JAKARTA, Indonesia, Sept. 16 - Djie Tjianan, a prominent collector of contemporary Indonesian art, and Jim Supangkat, a curator, wondered: If Indonesian art was so alluring to collectors in Singapore, Hong Kong and Tokyo, why not show the best at home?

So they created a biennale here, and after an overflow opening night this month and guests from around the region, they knew they were on to something.

Mr. Tjianan, who splits his time between Indonesia and the United States, runs a gallery, C P Artspace, in Washington that challenges the notion of the Western domination of international art. Why not, he asked himself, continue that theme in Jakarta?

The biennale, running through Oct. 3, emphasizes Indonesian artists, but displays works by artists from all over Asia (several top Chinese artists are represented) and to a lesser extent from elsewhere, including the United States and the Netherlands, the former colonial power here.

The C P Open Biennale is at the usually rundown National Gallery, which Mr. Tjianan spruced up with repainted white walls and cleaned floors. The show is strongest in painting, sculpture and drawing, although there are some video pieces and a smattering of digital art. Mr. Tjianan and Mr. Supangkat make no apologies.

Goal 1:
Please repeat the Jakarta biennale article from "So they created" to "colonial power here.".
Goal 2:
Continue the Jakarta biennale article, starting after its last sentence.
The material after this point comes from a separate source.

Data records:
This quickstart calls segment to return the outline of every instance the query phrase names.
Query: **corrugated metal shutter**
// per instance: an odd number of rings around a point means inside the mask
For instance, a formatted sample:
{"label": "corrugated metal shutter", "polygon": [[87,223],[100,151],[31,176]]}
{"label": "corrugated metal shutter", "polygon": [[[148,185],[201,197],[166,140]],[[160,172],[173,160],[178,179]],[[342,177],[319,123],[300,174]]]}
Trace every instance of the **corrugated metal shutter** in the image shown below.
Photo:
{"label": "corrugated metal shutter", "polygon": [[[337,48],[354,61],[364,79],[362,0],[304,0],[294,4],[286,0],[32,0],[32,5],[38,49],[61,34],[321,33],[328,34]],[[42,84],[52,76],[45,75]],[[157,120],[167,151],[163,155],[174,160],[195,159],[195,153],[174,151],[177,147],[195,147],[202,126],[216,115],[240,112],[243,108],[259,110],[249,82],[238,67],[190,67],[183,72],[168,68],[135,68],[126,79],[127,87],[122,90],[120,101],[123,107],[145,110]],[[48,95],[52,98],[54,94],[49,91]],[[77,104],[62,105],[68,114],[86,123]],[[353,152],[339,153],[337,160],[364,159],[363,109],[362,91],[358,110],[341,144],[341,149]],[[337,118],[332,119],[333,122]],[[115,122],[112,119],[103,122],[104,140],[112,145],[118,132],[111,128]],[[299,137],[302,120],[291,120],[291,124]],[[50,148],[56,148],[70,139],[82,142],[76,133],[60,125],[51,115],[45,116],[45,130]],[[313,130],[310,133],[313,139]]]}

Task result 1:
So they created a biennale here, and after an overflow opening night this month and guests from around the region, they knew they were on to something.

Mr. Tjianan, who splits his time between Indonesia and the United States, runs a gallery, C P Artspace, in Washington that challenges the notion of the Western domination of international art. Why not, he asked himself, continue that theme in Jakarta?

The biennale, running through Oct. 3, emphasizes Indonesian artists, but displays works by artists from all over Asia (several top Chinese artists are represented) and to a lesser extent from elsewhere, including the United States and the Netherlands, the former colonial power here.

Task result 2:
"Even the new biennale in Shanghai and Bangladesh tend to show developments in Europe and the United States," said Mr. Supangkat, who chose the show's 128 featured artists from 700 entries. "We wanted to do something different."

Mr. Tjianan, 42, happily surveyed a Saturday crowd that had chosen the freshly opened biennale over the usual outing to one of this city's many shopping malls. "The international art world will probably see this as obsolete, outdated," he said of the emphasis on painting and sculpture. "We're proposing a new, old model."

But the works look far from old.

Center stage goes to one of Indonesia's best known artists, Heri Dono, who was selected for the Venice Biennale this year. Mr. Supangkat chose Mr. Dono's giant cardboard cutout of a horse and strung it from the ceiling, where it greets visitors entering the main gallery. Called "Trojan Horse," this floor-to-ceiling work, with its comic shape, sets an upbeat tone for the show.

In the next few rooms Mr. Supangkat juxtaposes works that represent some of the biennale's internal ideas. One theme singled out by Mr. Supangkat is what he calls "localness reconsidered": works that use craft techniques or hark back to traditional forms. Somewhat surprising, he has placed a cluster of F. Widayanto's decorative ceramic sculptures representative of traditional Indonesian female figures next to a contemporary mixed-media work by Mella Jaarsma. Ms. Jaarsma, who recently has begun exploring the military and its dominance in life here, devised a piece that places a human model wearing a canvas military-style uniform beside a canvas tent kitted out with toothpaste, soap and other needs of a refugee.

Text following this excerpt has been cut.